- Action item
Look for "lips" in every line of the listing. Copy the lines that have it.

- Supplied records
━━━━━━━━

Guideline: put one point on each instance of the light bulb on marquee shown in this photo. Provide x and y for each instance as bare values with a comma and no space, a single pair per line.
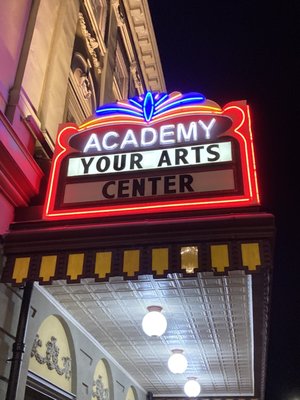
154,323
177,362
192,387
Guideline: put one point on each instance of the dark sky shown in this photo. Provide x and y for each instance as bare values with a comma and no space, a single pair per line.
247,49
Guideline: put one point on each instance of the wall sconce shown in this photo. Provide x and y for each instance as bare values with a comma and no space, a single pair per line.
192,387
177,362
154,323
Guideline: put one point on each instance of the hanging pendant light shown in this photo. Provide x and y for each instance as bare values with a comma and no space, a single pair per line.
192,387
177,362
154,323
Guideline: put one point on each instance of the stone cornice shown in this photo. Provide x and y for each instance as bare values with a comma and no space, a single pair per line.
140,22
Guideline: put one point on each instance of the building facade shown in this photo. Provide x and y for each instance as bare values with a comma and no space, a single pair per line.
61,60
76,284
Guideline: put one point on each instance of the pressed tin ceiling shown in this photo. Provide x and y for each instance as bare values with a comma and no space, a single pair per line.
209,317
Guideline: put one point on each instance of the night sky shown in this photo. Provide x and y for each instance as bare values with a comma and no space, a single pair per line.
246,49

━━━━━━━━

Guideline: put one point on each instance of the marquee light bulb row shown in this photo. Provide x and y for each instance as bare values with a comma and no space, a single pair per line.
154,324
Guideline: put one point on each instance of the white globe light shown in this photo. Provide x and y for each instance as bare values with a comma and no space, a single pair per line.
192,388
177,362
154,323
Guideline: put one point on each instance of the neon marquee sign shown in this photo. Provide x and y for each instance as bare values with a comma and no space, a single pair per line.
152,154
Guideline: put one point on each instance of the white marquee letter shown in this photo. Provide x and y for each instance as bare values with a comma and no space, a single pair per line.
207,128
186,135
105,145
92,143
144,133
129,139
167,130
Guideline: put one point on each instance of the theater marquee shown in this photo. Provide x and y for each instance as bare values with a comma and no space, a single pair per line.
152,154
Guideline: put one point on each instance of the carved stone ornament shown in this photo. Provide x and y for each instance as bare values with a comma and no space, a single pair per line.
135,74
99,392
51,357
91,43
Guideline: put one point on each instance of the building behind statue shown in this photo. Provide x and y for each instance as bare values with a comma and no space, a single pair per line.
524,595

━━━━━━━━

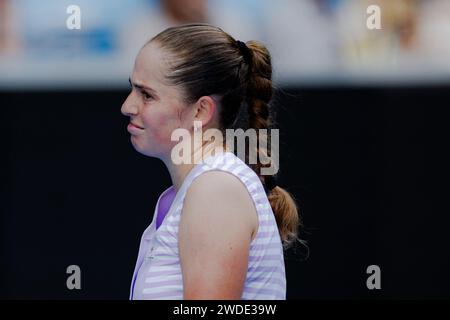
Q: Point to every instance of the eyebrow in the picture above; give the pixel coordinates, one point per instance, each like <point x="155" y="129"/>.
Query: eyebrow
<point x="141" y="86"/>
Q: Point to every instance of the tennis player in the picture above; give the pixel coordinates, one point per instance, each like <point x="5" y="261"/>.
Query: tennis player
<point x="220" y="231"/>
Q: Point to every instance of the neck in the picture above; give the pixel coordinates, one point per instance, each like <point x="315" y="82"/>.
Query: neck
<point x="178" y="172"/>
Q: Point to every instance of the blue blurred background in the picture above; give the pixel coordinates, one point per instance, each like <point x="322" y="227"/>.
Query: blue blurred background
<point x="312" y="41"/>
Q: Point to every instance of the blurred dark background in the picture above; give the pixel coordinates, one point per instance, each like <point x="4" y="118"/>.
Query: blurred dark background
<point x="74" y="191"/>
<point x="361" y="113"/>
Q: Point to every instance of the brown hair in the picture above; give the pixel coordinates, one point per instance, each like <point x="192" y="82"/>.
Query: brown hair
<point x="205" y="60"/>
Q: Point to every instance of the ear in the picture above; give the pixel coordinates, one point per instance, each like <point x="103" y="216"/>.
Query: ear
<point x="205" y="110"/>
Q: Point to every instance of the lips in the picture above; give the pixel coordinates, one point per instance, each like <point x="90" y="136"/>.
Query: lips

━━━━━━━━

- Solution for this exercise
Q: Point to every instance of the lips in the picture above; give the pixel coordinates, one point per instance, each like <point x="90" y="136"/>.
Query: lips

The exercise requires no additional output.